Randall Kenedy
*Randall Kennedy was born on this date in 1954, in Columbia, South Carolina, He is a Black Law professor and author.
Randall LeRoy Kennedy is the middle child of Henry Kennedy Sr., a postal worker, and Rachel Kennedy, an elementary school teacher. He has a brother, Henry H. Kennedy, Jr., United States District Court Judge for the District of Columbia, Washington, D.C., and a sister Angela Kennedy, a lawyer in the Public Defender Service for D.C.
As a child, fleeing the abuses of Jim Crow, his family moved from South Carolina to Washington, D.C. Kennedy attended St. Albans School in Washington, D.C., Princeton University (A.B., 1977), University of Oxford (graduate studies, 1977–79), and Yale Law School (J.D., 1982). He was a Rhodes Scholar, served as a law clerk for Judge J. Skelly Wright of the United States Court of Appeals from 1982–83 and for Justice Thurgood Marshall from 1983-84. He was admitted to the Washington, D.C. bar in 1983.

• [Required tasks]
1. Do the following statements agree with the Randall Kennedy biography? For each, answer yes or no and quote the words of the biography that settle it.
(a) Kennedy's mother worked as an elementary school teacher.
(b) Kennedy is the eldest child in his family.
(c) Kennedy served as a law clerk for Justice Thurgood Marshall.
2. Extend the Randall Kennedy biography, picking up after its last sentence.
The listing that comes next plays no part in any of this.

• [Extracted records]
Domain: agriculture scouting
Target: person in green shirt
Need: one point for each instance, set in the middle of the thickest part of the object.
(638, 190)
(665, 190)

• [Solved problems]
1.
(a) Yes: "Rachel Kennedy, an elementary school teacher"
(b) No: "Randall LeRoy Kennedy is the middle child"
(c) Yes: "for Justice Thurgood Marshall from 1983-84"

2.
In 1986, Kennedy married Dr. Yvedt Matory, a cancer surgeon. They had three children: Rachel, Thaddeus, and Henry. Yvedt Matory died on April 15, 2005, of complications arising from melanoma. In 1984 Kennedy joined the faculty at Harvard Law School, teaching courses on race relations law and freedom of expression. Kennedy first came to prominence as a legal-academic scholar and author when he began addressing affirmative action. In 1997, Kennedy published Race, Crime, and the Law, which received a Robert F. Kennedy Book Award in 1998. In 2002, Kennedy published "Nigger: The Strange Career of a Troublesome Word." In Interracial Intimacies: Sex, Marriage, Identity, and Adoption, published in 2003,
Kennedy attempts to bring greater understanding to the racial issues that continue to trouble American society. He is known as a scholar who is unafraid of tackling difficult racial issues. He has written for academic and popular journals, published several books, and served on the editorial boards of the magazines American Prospect and The Nation. Kennedy has written extensively on interracial marriages and adoptions, and on the relationship between race and crime. His views have won acclaim but they have also courted controversy.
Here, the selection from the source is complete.